Start of INPUT FOR THIS TASK

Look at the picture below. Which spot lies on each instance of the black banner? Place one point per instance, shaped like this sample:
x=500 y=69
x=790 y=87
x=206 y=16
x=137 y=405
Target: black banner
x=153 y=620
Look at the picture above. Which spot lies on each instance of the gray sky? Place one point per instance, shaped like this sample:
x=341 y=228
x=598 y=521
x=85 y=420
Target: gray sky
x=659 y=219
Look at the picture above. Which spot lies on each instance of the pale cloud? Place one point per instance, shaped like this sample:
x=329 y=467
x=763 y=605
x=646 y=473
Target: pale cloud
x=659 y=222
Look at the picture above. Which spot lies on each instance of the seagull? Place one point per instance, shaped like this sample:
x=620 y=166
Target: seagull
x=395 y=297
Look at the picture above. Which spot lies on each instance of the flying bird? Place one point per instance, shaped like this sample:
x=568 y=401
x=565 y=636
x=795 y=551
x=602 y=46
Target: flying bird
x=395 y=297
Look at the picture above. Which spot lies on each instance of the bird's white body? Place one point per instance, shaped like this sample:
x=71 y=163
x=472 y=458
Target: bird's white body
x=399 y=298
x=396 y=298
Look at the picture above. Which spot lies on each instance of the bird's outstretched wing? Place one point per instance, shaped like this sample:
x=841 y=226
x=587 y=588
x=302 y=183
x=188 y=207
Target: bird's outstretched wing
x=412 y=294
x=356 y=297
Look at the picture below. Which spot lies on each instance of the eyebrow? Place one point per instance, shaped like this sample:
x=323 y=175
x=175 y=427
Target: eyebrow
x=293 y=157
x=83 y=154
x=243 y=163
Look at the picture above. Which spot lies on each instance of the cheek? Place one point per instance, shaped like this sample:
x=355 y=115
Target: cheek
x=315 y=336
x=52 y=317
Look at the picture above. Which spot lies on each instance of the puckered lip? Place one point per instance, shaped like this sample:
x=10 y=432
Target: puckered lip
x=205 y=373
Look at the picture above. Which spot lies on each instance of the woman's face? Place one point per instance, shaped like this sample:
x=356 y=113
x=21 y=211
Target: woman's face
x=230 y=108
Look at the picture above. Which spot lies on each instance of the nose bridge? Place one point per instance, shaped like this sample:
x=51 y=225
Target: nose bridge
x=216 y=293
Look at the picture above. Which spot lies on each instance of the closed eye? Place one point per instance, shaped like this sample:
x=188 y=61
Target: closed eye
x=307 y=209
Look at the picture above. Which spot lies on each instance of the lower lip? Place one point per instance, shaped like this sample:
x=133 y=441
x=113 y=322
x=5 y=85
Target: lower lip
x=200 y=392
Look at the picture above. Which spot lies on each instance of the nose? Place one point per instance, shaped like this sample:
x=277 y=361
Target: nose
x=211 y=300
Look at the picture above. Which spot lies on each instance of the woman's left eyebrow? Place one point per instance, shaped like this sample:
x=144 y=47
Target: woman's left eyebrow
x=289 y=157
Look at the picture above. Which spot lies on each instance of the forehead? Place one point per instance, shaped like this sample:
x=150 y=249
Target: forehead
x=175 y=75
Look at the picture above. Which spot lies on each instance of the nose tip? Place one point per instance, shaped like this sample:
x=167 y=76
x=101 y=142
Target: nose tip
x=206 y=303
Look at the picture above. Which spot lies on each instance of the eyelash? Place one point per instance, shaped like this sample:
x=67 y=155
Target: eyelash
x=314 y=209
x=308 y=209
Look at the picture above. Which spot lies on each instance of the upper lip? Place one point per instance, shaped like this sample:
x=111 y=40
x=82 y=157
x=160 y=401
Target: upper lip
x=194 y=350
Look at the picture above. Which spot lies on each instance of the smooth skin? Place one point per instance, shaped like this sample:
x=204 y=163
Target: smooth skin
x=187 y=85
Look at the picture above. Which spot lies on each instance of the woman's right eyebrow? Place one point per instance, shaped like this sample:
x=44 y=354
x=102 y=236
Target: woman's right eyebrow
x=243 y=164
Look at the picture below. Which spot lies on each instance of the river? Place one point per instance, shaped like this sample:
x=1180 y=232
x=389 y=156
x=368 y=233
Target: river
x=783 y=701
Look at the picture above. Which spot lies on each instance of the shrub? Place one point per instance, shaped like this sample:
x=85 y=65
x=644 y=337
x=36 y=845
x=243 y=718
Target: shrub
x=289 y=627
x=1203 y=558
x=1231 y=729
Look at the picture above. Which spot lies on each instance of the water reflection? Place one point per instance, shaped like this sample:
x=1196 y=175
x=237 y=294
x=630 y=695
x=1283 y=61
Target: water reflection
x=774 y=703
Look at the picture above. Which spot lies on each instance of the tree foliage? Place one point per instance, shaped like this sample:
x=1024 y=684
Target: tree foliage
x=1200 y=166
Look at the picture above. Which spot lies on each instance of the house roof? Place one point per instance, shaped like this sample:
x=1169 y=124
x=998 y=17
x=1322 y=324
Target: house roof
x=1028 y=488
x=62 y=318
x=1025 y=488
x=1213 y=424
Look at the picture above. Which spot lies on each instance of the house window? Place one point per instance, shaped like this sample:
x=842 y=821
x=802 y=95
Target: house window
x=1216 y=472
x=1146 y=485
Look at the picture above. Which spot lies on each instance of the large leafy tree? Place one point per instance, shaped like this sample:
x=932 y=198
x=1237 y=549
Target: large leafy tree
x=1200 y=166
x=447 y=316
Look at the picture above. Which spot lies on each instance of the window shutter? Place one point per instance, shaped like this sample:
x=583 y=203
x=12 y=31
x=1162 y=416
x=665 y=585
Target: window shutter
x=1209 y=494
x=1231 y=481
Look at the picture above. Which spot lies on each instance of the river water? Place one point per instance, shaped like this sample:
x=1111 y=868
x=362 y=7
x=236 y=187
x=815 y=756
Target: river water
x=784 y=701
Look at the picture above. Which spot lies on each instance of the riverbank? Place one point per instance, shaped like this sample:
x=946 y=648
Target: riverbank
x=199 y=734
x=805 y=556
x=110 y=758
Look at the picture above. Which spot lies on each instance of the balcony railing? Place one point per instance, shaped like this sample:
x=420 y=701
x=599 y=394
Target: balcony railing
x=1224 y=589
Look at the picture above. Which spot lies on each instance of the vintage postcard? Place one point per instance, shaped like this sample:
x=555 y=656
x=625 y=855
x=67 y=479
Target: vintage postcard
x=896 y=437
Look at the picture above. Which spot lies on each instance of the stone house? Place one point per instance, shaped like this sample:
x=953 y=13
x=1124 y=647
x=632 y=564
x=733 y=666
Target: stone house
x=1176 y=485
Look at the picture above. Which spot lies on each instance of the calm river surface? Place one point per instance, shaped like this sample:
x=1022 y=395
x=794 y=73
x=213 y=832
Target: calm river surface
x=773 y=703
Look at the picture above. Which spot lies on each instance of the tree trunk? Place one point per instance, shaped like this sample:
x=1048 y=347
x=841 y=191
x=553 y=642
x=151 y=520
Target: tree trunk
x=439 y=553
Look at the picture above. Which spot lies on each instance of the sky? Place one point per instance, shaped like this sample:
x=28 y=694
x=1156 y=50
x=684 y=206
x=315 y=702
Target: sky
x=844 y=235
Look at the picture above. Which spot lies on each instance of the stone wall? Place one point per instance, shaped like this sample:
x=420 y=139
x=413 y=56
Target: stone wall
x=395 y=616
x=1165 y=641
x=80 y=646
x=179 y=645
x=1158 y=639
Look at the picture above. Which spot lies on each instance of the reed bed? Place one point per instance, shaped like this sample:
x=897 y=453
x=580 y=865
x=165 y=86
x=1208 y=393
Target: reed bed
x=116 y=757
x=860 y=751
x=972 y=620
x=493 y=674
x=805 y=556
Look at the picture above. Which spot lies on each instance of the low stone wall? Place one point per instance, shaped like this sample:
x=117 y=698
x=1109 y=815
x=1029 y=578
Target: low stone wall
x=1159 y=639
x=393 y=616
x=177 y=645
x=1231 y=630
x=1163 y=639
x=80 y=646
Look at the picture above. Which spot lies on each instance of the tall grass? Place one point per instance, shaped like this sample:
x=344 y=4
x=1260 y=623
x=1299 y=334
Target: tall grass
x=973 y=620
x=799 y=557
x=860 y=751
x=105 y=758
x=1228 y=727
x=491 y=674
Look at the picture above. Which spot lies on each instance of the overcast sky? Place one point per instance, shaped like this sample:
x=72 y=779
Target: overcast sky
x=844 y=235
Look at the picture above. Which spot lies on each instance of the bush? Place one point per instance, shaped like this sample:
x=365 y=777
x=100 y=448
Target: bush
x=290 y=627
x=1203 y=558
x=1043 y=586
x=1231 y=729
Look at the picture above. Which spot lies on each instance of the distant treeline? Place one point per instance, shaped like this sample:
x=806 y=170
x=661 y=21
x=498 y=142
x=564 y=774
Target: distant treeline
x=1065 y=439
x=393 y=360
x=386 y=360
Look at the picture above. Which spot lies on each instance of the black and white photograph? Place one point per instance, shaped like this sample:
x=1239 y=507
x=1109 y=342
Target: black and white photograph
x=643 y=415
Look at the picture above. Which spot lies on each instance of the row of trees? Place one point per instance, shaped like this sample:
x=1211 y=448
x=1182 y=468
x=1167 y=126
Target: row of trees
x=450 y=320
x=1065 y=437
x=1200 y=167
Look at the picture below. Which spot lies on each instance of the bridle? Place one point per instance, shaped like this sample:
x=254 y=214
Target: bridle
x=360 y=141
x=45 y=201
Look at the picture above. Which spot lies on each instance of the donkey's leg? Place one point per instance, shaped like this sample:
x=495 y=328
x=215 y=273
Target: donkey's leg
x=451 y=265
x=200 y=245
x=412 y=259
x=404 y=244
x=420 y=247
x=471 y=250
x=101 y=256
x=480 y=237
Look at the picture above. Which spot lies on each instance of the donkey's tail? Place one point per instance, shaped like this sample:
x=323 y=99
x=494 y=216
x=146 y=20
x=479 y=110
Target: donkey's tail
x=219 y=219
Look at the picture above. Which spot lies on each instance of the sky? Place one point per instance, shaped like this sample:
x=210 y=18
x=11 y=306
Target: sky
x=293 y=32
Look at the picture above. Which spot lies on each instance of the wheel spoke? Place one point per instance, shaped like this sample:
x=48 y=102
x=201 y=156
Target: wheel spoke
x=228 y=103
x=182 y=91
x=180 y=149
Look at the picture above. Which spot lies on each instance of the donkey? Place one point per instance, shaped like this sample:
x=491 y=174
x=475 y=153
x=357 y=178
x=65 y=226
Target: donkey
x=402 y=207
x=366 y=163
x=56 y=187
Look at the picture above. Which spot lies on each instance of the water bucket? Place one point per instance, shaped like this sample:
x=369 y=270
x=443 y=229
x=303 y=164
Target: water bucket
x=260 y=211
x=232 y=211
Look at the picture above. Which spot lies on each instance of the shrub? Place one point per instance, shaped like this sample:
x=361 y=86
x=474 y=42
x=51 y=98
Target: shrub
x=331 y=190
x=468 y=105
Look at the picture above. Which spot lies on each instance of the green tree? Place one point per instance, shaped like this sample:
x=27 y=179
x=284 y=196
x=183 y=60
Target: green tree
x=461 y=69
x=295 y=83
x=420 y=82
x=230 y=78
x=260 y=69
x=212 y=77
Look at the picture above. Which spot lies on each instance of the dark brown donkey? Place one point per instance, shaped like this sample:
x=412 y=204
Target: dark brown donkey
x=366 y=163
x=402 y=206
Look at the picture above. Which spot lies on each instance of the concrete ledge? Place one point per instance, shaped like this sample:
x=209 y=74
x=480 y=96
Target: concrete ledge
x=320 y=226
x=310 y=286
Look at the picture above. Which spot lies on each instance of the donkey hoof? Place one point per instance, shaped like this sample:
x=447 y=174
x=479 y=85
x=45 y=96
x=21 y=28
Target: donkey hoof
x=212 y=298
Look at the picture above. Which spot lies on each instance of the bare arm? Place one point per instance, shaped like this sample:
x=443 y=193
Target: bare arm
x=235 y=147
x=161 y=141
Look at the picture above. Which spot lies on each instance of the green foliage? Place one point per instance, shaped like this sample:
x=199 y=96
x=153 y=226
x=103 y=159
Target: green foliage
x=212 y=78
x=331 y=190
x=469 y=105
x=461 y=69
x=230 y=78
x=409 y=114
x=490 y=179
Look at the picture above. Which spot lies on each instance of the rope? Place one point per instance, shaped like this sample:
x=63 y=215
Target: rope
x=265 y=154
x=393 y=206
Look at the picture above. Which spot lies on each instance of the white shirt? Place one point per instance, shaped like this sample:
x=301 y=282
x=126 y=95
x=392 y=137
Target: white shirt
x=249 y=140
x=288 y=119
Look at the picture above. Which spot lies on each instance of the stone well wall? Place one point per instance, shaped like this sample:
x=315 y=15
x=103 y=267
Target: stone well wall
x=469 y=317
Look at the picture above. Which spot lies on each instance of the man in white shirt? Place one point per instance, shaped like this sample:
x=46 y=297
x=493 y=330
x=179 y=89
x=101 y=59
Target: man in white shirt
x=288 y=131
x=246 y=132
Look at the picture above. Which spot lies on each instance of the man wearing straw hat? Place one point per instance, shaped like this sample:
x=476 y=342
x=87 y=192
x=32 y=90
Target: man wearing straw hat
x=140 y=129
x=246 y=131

End of INPUT FOR THIS TASK

Retype only the lines above between the line with "the woman's face?" and the line with "the woman's left", counting those two lines as well, and keep every character as it is.

▶ [SOLUTION FOR THIS EXERCISE]
Look at the picture above. Which spot lies on each instance of the woman's face? Place one point per instance, shaped like this sample:
x=356 y=113
x=21 y=211
Target: woman's face
x=230 y=108
Look at the picture above. Which spot lies on each instance of the nose bridge? Place one point per instance, shaped like this sample:
x=51 y=225
Target: nose bridge
x=216 y=293
Look at the picture above. Which spot lies on each instance of the closed eye? Place one point per instance, shaped like this sample:
x=188 y=61
Target: closed eye
x=307 y=209
Look at the picture above. Which spot lies on each instance of the lower lip? Place one point per instance, shaped like this sample:
x=133 y=441
x=113 y=322
x=5 y=85
Target: lower lip
x=200 y=392
Look at the picture above. Which spot lies on each instance of the nose? Place one point per instance, shaped like this sample:
x=277 y=361
Target: nose
x=211 y=300
Look at the picture above. Which spot lies on each instance of the woman's left eyebrow? Place one point per instance, shaped like this sample:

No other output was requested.